__Task instructions__
Print the lines below word for word, beginning with the first and ending with the line that holds "Target: shallow water", and skip every picture.

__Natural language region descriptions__
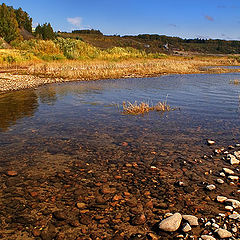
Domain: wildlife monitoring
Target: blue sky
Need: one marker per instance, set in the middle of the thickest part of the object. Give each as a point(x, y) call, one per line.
point(183, 18)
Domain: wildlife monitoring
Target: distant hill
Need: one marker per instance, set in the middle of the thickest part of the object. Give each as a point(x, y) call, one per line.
point(158, 43)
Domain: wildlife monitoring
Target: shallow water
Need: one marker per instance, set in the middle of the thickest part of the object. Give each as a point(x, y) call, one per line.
point(56, 117)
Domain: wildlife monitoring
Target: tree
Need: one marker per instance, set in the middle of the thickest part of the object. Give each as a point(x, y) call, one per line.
point(8, 24)
point(23, 20)
point(45, 32)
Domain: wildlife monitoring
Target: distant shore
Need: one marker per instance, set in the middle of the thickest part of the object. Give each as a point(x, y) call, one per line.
point(15, 77)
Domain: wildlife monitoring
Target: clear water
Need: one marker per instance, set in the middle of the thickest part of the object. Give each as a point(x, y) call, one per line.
point(61, 118)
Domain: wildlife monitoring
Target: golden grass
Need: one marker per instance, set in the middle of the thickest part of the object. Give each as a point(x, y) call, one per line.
point(143, 107)
point(235, 82)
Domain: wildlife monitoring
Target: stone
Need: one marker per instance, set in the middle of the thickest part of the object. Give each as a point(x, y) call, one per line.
point(210, 142)
point(59, 215)
point(81, 205)
point(207, 237)
point(12, 173)
point(192, 220)
point(210, 187)
point(220, 181)
point(221, 199)
point(233, 160)
point(223, 233)
point(139, 219)
point(233, 202)
point(237, 154)
point(234, 216)
point(186, 227)
point(233, 177)
point(172, 223)
point(228, 171)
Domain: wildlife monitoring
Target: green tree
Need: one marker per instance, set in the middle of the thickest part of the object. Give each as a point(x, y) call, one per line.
point(45, 32)
point(23, 19)
point(8, 24)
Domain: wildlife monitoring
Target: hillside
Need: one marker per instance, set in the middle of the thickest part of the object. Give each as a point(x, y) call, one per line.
point(159, 43)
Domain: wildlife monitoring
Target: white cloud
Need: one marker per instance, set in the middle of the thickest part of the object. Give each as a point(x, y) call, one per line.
point(75, 21)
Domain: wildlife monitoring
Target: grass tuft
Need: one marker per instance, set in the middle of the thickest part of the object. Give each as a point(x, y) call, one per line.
point(143, 107)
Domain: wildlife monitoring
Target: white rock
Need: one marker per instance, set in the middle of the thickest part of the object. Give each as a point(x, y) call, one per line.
point(186, 227)
point(222, 174)
point(207, 237)
point(221, 199)
point(233, 177)
point(233, 160)
point(234, 216)
point(223, 233)
point(192, 220)
point(215, 225)
point(229, 208)
point(220, 181)
point(172, 223)
point(233, 202)
point(228, 171)
point(210, 142)
point(210, 187)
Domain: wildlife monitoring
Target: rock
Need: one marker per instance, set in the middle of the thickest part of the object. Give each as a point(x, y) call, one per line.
point(237, 154)
point(233, 202)
point(221, 199)
point(222, 174)
point(207, 237)
point(223, 233)
point(210, 187)
point(192, 220)
point(228, 171)
point(59, 215)
point(12, 173)
point(233, 177)
point(81, 205)
point(220, 181)
point(186, 227)
point(210, 142)
point(49, 232)
point(139, 219)
point(233, 160)
point(234, 216)
point(172, 223)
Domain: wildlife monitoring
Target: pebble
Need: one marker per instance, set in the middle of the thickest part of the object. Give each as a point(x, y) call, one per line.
point(228, 171)
point(192, 220)
point(234, 203)
point(221, 199)
point(233, 177)
point(233, 160)
point(210, 142)
point(12, 173)
point(186, 227)
point(211, 187)
point(172, 223)
point(223, 233)
point(207, 237)
point(220, 181)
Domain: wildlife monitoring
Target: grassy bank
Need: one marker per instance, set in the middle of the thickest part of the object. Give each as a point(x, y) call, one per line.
point(36, 62)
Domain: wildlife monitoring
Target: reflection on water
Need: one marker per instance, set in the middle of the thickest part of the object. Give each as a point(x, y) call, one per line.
point(70, 115)
point(17, 105)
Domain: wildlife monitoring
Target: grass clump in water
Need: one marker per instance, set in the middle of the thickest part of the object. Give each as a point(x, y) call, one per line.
point(143, 107)
point(235, 82)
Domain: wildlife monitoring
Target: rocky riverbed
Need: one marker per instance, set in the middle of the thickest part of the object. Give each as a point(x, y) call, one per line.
point(82, 192)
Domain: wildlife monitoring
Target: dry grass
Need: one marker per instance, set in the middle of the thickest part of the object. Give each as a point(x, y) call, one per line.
point(235, 82)
point(96, 69)
point(143, 107)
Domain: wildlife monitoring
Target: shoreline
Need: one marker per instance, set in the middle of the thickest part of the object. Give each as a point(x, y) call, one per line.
point(47, 73)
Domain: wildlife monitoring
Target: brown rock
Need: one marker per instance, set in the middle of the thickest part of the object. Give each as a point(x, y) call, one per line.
point(12, 173)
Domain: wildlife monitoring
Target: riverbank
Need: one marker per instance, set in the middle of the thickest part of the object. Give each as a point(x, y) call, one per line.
point(16, 77)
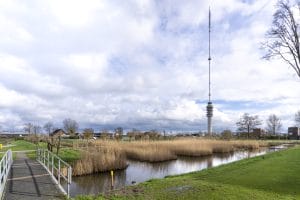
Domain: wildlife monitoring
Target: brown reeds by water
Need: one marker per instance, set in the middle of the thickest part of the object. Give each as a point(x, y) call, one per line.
point(99, 160)
point(105, 155)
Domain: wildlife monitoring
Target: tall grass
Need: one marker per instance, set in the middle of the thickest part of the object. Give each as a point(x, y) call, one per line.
point(155, 151)
point(103, 155)
point(99, 160)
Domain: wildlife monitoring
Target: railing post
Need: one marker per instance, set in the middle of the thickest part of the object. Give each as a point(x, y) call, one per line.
point(44, 156)
point(69, 181)
point(48, 160)
point(52, 163)
point(58, 171)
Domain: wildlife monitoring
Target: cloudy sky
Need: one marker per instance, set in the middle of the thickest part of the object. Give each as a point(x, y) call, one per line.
point(139, 64)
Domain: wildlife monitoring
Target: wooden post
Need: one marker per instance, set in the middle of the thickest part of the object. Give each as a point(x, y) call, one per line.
point(112, 178)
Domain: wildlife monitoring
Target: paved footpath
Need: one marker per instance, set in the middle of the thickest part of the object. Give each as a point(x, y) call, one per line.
point(28, 180)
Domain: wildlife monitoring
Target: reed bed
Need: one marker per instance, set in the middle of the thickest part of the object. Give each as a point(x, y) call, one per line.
point(156, 151)
point(99, 160)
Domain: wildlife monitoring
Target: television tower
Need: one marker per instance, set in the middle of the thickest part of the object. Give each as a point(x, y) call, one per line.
point(209, 107)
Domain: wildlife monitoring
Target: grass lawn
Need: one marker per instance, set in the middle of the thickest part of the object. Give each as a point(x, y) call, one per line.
point(272, 176)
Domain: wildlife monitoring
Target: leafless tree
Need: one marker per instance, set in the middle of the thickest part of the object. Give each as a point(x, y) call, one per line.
point(297, 118)
point(70, 126)
point(273, 124)
point(282, 39)
point(48, 127)
point(248, 123)
point(28, 127)
point(36, 129)
point(88, 133)
point(118, 133)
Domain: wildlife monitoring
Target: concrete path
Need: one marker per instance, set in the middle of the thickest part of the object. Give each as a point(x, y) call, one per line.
point(29, 180)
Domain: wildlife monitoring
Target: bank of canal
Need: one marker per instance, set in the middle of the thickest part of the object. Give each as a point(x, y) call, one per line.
point(138, 172)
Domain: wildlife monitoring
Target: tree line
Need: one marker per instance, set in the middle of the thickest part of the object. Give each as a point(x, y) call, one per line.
point(249, 122)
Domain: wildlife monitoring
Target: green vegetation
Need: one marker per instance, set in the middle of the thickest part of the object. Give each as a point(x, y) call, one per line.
point(20, 145)
point(69, 155)
point(272, 176)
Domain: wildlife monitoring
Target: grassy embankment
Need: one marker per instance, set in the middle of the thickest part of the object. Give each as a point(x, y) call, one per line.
point(272, 176)
point(101, 155)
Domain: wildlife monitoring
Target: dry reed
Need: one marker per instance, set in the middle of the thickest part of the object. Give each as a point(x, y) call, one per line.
point(99, 160)
point(155, 151)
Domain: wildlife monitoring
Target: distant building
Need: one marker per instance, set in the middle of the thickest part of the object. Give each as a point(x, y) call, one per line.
point(58, 132)
point(294, 133)
point(258, 132)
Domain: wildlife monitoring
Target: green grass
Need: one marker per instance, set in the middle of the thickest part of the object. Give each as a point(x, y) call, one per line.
point(272, 176)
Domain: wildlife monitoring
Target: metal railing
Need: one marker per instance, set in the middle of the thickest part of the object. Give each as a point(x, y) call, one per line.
point(5, 165)
point(60, 171)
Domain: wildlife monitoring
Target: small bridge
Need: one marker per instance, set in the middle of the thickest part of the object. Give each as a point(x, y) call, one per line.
point(43, 178)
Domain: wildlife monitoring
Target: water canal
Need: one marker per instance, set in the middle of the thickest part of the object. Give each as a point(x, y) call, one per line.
point(138, 172)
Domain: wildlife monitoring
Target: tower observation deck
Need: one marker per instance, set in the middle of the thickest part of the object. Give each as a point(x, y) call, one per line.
point(209, 107)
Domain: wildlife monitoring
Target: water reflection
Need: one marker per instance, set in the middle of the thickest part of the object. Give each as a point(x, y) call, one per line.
point(142, 171)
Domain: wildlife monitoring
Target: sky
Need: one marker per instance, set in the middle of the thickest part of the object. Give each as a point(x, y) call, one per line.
point(139, 64)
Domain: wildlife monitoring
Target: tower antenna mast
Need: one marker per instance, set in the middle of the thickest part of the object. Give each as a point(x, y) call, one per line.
point(209, 107)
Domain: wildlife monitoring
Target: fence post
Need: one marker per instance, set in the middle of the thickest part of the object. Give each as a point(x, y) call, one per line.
point(58, 172)
point(48, 159)
point(52, 163)
point(44, 156)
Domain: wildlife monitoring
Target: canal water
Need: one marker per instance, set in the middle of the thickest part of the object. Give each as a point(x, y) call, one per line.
point(138, 172)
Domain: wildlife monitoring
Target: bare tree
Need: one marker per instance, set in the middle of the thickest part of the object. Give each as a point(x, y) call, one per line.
point(283, 36)
point(70, 126)
point(36, 129)
point(28, 127)
point(248, 123)
point(273, 124)
point(48, 127)
point(118, 133)
point(297, 118)
point(88, 133)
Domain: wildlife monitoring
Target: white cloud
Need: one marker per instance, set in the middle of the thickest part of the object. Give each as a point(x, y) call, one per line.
point(139, 64)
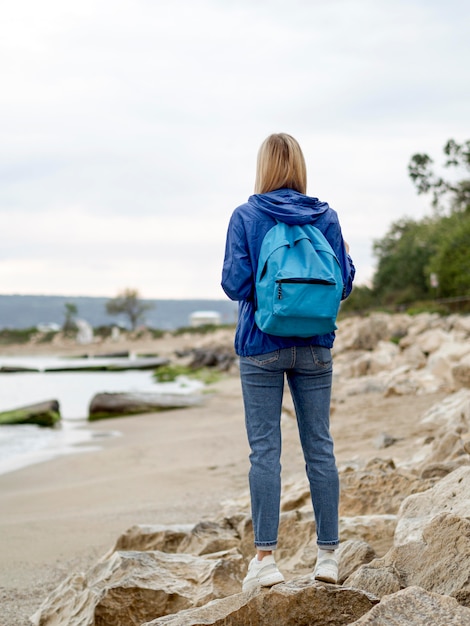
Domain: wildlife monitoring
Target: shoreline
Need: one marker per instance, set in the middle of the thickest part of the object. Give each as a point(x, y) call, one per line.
point(178, 467)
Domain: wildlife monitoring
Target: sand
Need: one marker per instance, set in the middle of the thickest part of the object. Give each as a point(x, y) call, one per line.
point(59, 516)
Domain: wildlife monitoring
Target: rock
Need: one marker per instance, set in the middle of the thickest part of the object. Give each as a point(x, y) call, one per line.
point(209, 537)
point(146, 537)
point(379, 487)
point(221, 358)
point(416, 606)
point(366, 333)
point(461, 373)
point(120, 404)
point(351, 555)
point(384, 440)
point(297, 602)
point(376, 579)
point(45, 413)
point(449, 495)
point(439, 561)
point(134, 587)
point(375, 530)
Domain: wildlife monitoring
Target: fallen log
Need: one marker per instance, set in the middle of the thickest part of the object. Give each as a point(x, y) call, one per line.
point(114, 365)
point(105, 405)
point(43, 414)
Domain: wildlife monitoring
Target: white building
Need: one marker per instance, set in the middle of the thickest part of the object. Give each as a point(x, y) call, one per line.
point(202, 318)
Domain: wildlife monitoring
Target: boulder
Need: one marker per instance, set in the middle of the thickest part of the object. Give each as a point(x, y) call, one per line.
point(375, 578)
point(449, 495)
point(45, 413)
point(105, 405)
point(461, 373)
point(147, 537)
point(439, 562)
point(130, 588)
point(416, 606)
point(351, 555)
point(377, 531)
point(300, 601)
point(379, 487)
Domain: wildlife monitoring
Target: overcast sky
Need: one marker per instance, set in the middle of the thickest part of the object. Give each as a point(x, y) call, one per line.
point(129, 128)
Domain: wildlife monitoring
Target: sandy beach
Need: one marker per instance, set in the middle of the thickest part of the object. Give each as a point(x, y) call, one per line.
point(173, 467)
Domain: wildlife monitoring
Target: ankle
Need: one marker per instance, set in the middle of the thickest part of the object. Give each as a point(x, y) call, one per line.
point(326, 553)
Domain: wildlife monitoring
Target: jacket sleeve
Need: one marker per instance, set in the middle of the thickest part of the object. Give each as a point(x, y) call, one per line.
point(335, 238)
point(237, 272)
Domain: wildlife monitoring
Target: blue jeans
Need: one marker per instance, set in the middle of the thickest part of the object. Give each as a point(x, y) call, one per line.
point(309, 374)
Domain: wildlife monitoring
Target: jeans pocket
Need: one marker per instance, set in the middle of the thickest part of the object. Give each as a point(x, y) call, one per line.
point(321, 356)
point(264, 359)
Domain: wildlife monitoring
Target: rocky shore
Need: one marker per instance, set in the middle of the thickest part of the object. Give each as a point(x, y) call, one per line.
point(401, 423)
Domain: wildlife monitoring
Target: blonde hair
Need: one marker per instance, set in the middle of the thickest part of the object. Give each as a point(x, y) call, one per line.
point(280, 164)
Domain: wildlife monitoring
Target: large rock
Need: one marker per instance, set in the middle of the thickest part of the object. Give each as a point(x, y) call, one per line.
point(298, 602)
point(449, 495)
point(439, 562)
point(105, 405)
point(130, 588)
point(377, 531)
point(461, 373)
point(415, 606)
point(147, 537)
point(378, 488)
point(42, 414)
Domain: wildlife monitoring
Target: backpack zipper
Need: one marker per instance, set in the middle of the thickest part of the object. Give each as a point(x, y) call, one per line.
point(306, 281)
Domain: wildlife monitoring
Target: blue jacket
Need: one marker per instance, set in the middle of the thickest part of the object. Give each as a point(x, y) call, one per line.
point(248, 225)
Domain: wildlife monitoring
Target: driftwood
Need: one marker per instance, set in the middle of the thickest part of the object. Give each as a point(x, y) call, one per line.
point(119, 404)
point(114, 365)
point(43, 414)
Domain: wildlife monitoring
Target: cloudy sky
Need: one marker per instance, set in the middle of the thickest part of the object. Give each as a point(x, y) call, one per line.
point(129, 128)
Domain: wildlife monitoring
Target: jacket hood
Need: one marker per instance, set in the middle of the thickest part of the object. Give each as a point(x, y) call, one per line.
point(289, 206)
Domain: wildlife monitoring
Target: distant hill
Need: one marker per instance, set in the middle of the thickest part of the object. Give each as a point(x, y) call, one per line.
point(29, 311)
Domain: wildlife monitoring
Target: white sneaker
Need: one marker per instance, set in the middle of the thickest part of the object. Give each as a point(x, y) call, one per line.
point(262, 573)
point(326, 569)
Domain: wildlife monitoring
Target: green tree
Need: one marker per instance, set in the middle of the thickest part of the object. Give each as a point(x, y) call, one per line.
point(403, 258)
point(451, 263)
point(129, 304)
point(457, 193)
point(70, 313)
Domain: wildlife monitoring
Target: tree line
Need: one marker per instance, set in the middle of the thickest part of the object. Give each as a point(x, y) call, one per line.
point(426, 263)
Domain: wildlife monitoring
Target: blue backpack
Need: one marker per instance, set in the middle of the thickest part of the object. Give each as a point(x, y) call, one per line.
point(299, 283)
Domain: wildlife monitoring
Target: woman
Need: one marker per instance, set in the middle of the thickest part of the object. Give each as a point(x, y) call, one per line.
point(280, 195)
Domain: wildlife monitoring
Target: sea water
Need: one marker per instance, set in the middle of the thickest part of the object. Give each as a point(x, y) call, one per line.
point(22, 445)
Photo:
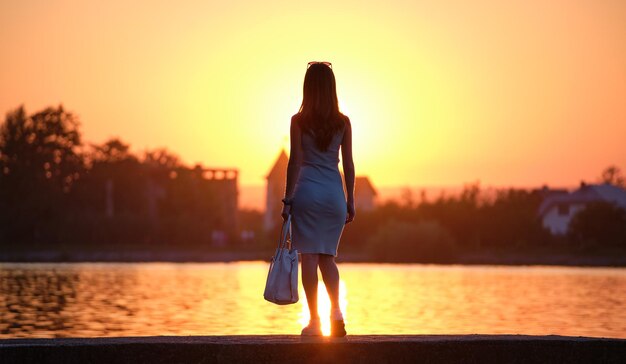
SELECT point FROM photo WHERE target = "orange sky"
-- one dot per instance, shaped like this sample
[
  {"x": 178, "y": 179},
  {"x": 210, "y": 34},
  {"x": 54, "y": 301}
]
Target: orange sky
[{"x": 439, "y": 92}]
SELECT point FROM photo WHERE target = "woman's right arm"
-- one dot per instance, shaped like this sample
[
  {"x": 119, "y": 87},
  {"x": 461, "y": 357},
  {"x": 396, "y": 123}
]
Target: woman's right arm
[
  {"x": 348, "y": 170},
  {"x": 295, "y": 160}
]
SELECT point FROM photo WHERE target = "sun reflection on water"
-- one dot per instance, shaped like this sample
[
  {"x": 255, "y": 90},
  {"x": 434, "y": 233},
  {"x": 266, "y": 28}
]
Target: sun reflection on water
[
  {"x": 323, "y": 306},
  {"x": 146, "y": 299}
]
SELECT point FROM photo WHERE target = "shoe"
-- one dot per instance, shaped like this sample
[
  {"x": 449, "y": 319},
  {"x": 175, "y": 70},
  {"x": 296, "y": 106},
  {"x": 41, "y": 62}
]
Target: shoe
[
  {"x": 337, "y": 328},
  {"x": 314, "y": 328}
]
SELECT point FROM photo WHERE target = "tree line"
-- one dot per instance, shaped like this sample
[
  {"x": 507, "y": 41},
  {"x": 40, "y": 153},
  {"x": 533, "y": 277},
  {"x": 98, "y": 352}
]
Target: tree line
[{"x": 56, "y": 190}]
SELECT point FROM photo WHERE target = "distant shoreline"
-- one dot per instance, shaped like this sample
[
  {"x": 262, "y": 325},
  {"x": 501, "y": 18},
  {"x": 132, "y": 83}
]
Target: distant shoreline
[{"x": 194, "y": 256}]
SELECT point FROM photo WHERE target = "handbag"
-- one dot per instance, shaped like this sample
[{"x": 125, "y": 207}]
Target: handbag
[{"x": 281, "y": 286}]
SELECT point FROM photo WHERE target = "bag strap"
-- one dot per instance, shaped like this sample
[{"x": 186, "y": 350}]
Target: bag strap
[{"x": 284, "y": 232}]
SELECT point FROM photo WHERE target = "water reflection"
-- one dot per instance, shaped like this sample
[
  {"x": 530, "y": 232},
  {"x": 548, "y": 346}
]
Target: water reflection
[{"x": 59, "y": 300}]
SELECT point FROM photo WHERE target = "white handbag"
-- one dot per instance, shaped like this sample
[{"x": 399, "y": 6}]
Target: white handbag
[{"x": 281, "y": 286}]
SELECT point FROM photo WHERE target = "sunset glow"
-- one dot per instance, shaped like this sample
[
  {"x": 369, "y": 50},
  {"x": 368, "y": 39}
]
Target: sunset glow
[{"x": 439, "y": 93}]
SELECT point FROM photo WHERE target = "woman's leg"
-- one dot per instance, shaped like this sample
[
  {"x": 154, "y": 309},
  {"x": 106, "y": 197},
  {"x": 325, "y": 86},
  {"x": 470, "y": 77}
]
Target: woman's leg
[
  {"x": 330, "y": 275},
  {"x": 309, "y": 281}
]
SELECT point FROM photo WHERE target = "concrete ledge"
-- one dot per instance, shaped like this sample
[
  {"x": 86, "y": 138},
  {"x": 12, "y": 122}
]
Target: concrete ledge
[{"x": 292, "y": 349}]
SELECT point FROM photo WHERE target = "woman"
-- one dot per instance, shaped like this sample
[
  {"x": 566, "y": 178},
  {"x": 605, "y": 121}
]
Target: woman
[{"x": 314, "y": 194}]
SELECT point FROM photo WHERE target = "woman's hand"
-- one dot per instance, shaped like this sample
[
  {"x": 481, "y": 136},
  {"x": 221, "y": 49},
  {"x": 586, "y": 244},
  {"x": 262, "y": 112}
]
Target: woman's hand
[
  {"x": 286, "y": 211},
  {"x": 351, "y": 212}
]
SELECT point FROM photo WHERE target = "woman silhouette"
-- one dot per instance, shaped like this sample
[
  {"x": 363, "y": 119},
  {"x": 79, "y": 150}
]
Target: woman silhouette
[{"x": 314, "y": 194}]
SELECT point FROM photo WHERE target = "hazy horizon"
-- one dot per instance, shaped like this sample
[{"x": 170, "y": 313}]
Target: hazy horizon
[{"x": 439, "y": 93}]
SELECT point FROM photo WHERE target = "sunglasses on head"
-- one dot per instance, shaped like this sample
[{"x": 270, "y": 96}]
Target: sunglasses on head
[{"x": 327, "y": 64}]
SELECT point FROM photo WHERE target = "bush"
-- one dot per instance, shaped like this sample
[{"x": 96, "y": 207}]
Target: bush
[
  {"x": 425, "y": 241},
  {"x": 599, "y": 224}
]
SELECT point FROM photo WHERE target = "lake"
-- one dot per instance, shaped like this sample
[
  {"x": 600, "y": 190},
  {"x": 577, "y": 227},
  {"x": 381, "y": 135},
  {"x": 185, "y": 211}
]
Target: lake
[{"x": 140, "y": 299}]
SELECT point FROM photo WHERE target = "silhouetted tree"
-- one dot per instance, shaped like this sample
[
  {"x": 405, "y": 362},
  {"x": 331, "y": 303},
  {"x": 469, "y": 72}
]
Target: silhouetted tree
[
  {"x": 599, "y": 224},
  {"x": 613, "y": 175},
  {"x": 40, "y": 162}
]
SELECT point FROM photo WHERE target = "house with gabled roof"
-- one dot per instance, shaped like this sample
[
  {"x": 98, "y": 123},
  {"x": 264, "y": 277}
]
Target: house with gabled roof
[{"x": 558, "y": 209}]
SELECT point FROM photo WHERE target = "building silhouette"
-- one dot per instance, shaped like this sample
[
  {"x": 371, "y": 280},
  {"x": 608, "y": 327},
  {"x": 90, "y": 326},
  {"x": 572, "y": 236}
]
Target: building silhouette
[
  {"x": 276, "y": 182},
  {"x": 558, "y": 208}
]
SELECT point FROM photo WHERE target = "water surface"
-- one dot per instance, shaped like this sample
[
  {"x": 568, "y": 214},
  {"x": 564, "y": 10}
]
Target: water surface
[{"x": 138, "y": 299}]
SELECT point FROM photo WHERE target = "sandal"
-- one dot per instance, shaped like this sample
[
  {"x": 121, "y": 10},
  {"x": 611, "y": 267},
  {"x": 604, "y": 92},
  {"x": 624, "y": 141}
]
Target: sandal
[
  {"x": 337, "y": 328},
  {"x": 314, "y": 328}
]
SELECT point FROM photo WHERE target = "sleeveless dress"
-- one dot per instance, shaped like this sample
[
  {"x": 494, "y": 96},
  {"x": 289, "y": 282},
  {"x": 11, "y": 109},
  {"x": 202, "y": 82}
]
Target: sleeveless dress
[{"x": 318, "y": 209}]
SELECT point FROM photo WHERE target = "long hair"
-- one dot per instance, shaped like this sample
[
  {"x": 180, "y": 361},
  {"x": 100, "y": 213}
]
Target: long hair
[{"x": 319, "y": 113}]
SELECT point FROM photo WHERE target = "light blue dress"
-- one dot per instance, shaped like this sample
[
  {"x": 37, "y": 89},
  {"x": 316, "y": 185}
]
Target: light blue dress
[{"x": 319, "y": 203}]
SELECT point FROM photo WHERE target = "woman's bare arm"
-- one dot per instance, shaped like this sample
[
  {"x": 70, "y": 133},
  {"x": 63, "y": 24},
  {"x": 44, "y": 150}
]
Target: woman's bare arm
[
  {"x": 348, "y": 163},
  {"x": 295, "y": 157}
]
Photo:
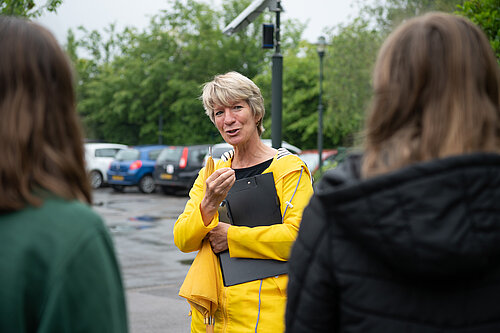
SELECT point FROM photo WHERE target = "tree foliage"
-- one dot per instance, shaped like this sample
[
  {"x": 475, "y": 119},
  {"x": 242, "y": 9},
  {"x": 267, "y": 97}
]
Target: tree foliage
[
  {"x": 486, "y": 14},
  {"x": 140, "y": 87}
]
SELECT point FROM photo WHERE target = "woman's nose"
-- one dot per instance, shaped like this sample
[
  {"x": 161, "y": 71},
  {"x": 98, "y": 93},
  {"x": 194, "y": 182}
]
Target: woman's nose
[{"x": 228, "y": 116}]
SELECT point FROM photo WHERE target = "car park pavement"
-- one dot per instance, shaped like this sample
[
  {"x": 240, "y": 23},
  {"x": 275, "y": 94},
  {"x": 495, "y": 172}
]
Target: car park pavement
[{"x": 152, "y": 267}]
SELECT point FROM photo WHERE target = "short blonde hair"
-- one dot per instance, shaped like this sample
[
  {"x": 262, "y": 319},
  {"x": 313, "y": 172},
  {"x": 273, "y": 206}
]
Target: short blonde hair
[{"x": 228, "y": 88}]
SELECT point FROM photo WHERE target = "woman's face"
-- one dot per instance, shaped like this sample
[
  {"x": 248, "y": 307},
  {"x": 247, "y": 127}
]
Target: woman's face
[{"x": 236, "y": 123}]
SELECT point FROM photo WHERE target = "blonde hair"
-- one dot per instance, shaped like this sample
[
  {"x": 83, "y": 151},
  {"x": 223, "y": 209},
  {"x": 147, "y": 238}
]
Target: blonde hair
[
  {"x": 436, "y": 94},
  {"x": 228, "y": 88}
]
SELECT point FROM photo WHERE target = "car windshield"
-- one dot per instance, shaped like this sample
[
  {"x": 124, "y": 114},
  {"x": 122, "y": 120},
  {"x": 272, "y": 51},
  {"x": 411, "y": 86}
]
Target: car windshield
[
  {"x": 170, "y": 154},
  {"x": 128, "y": 155}
]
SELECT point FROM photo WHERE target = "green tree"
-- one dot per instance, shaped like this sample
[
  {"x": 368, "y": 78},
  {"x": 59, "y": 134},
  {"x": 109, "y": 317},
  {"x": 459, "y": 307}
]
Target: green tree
[
  {"x": 390, "y": 13},
  {"x": 129, "y": 81},
  {"x": 486, "y": 14},
  {"x": 27, "y": 8}
]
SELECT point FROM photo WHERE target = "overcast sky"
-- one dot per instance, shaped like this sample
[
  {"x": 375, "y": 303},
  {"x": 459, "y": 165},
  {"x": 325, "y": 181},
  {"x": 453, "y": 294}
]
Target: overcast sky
[{"x": 97, "y": 14}]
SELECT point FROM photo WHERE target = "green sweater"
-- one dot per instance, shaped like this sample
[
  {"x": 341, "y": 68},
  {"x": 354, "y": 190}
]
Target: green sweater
[{"x": 58, "y": 271}]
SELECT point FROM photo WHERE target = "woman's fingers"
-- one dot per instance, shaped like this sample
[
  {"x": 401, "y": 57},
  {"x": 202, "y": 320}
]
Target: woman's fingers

__Task response__
Domain: wildlife monitoring
Target: blue sky
Need: one marker per instance, set in the middle of the thickest part of the object. Give each as a point(x, y) call, one per line.
point(183, 18)
Domain: wildlife monitoring
Target: distant hill
Need: one marker per instance, set in the middle of the thickest part of the object. Give each as a point(x, y) call, one per line.
point(158, 43)
Domain: wildlife monitoring
Target: shallow water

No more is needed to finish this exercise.